Direction 1
Copy out the entries from the line containing "Task: set a pin on each instance of the metal" through the end of the entries, keeping every line, and shift each x and y coordinate in the answers up by 41.

# Document text start

RUSSIA: FROM CHECHNYA TO KONDOPOGA

07.09.06
MOSCOW. (RIA Novosti political commentator Yuri Filippov.)

The recent outbreak of violence in the Karelian town of Kondopoga, where an ordinary restaurant fight resulted in several murders and all but escalated into a large-scale conflict between the local population and newly arrived Chechens, coincided with the anniversary of another serious conflict that took Russia years to settle. Fifteen years ago, in September 1991, the independent republic of Ichkeria was proclaimed on the territory of Chechnya, giving rise to a long and exhausting confrontation between North Caucasian separatists and the federal authorities, a confrontation where war soon became inextricable from politics.
Now the conflict with the rebellious republic has been settled. The Chechen constitution was approved by a referendum which stated that Chechnya was an inseparable part of Russia. The republic has held two presidential elections and has recently elected a bicameral parliament, where the pro-Kremlin party United Russia has a solid majority. If, despite obvious differences, the Americans managed to make similar political changes happen in Iraq (a pro-American president supported by the population, a responsible parliament and well-defined political parties), they would have every right to say that a political settlement in Iraq had been achieved, and it would be hard to dispute that.
Still, neither in Iraq nor in Chechnya can all problems be resolved by politics. In the latter case, it is clear that a political settlement, understood as bringing the republic's political order in line with the Russian Constitution, is just the beginning of another long and difficult path.

# Document text end

Direction 2
According to the commentary on Russia from Chechnya to Kondopoga, when was the independent republic of Ichkeria proclaimed?

# Dataset content start

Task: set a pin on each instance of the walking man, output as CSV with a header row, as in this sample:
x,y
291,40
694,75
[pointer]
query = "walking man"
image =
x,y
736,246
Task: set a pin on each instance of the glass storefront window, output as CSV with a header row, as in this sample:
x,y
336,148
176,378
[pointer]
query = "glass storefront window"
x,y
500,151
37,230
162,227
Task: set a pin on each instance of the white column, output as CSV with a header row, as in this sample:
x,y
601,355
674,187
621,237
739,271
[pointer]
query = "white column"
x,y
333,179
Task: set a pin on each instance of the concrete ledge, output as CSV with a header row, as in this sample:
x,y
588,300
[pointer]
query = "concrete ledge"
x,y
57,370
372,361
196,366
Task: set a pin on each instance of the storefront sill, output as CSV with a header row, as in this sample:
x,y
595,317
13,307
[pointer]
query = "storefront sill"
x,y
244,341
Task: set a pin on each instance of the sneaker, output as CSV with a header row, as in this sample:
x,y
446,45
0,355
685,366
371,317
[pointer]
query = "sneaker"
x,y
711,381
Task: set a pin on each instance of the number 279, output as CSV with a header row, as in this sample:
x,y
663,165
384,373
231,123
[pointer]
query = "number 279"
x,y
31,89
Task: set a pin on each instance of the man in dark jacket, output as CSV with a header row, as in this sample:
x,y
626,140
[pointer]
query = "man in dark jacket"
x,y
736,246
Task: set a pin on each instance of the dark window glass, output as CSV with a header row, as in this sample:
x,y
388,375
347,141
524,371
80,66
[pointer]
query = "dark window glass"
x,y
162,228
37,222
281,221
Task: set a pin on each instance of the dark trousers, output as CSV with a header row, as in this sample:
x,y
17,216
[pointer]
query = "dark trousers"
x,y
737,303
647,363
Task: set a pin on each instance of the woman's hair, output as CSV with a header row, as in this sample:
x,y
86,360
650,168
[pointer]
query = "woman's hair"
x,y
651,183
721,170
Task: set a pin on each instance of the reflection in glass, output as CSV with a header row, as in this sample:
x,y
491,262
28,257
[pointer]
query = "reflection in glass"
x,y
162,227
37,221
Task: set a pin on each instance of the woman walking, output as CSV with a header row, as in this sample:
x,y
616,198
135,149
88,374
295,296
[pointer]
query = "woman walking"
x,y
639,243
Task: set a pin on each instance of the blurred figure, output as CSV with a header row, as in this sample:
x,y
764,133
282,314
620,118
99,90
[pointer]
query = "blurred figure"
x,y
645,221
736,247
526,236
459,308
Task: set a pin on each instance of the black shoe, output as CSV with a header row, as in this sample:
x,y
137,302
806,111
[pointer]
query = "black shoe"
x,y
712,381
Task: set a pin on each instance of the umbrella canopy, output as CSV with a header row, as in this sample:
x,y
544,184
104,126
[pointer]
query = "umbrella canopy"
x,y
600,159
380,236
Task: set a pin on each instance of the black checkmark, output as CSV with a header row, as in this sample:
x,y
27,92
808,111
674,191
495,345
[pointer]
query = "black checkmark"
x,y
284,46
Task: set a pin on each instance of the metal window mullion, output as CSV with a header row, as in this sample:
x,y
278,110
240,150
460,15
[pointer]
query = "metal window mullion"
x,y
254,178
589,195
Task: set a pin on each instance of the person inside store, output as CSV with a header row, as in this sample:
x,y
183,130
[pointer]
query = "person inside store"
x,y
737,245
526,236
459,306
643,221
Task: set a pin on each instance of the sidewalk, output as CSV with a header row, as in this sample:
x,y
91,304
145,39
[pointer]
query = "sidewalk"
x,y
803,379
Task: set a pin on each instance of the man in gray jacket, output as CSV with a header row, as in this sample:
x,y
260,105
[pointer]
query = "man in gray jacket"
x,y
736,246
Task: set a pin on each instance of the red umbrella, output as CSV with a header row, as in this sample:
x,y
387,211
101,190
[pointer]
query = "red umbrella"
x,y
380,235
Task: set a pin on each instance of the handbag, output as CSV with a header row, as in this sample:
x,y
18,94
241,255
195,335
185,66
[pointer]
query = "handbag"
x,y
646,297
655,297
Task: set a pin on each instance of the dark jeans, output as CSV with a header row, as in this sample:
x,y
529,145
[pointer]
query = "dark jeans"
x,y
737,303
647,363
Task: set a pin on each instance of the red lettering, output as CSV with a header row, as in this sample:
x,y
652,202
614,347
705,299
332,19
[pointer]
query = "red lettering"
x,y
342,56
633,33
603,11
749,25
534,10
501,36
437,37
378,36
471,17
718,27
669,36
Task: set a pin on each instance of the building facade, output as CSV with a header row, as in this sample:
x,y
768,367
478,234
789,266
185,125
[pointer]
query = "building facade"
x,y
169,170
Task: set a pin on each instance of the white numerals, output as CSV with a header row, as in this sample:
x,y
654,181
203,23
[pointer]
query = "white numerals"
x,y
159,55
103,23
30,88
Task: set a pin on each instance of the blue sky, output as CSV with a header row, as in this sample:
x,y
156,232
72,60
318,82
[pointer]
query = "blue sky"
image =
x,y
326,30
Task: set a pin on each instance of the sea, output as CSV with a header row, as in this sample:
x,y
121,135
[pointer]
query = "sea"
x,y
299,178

# Dataset content end

Worked answer 1
Task: set a pin on each instance of the metal window mullion, output as CSV with a header row, as in this sample:
x,y
278,110
240,150
460,15
[pointer]
query = "metal window mullion"
x,y
295,219
630,236
Task: set a pin on each instance of the person inside store, output as CSV with a header row, as in this sample:
x,y
183,130
[pointer]
query = "person inside store"
x,y
778,286
567,277
500,347
684,262
Task: set a pin on each instance of the sidewalk, output as CSV with a header row, as in this sample:
x,y
91,304
145,39
[pointer]
query = "sidewalk"
x,y
844,420
Task: set a pin on each instance of the man in gray jacket, output as CSV with a header row, as in this sample:
x,y
260,105
[pointer]
query = "man in gray jacket"
x,y
777,287
Task: set a pin on each instance of the red umbrella, output as CSV with a header row, as in this sample:
x,y
387,211
101,190
[pointer]
query = "red umbrella"
x,y
421,276
Task: set a pin on each instance of the handbag, output as CSV with a header row, as in this sample:
x,y
18,94
241,255
195,335
185,66
[pointer]
query = "handbag"
x,y
687,338
696,338
Task: set a pin on each instance of the dark jeans, output as CSV with a header row, as in this sample:
x,y
529,145
[pointer]
query = "dark jeans"
x,y
778,344
688,404
Task: set a pin on each instance of the red lettering, output as CSV with a header row, as in this sample:
x,y
652,202
614,347
705,299
332,19
[pointer]
query = "red lettering"
x,y
383,97
674,74
644,52
790,66
575,51
542,77
478,78
419,77
512,58
759,68
710,77
Task: set a pin on each instance of the building facade, output as CSV with a header row, as in this sample:
x,y
768,367
478,234
789,266
185,125
[pointer]
query = "building facade"
x,y
210,211
Task: set a pin on each instance of the white numerals, output as CSV with a header row, as in this sample:
x,y
654,181
203,23
[pointer]
query = "white numerals"
x,y
200,96
144,64
71,129
Task: set a pin on each instance of the blue sky, output as CSV with a header row, as in this sample:
x,y
156,232
72,60
318,82
[pointer]
query = "blue sky"
image =
x,y
367,71
Task: set a pin on each instance of the sea, output as CSV with a header row, as in this sample:
x,y
121,135
[pointer]
query = "sea"
x,y
340,219

Worked answer 2
In September 1991.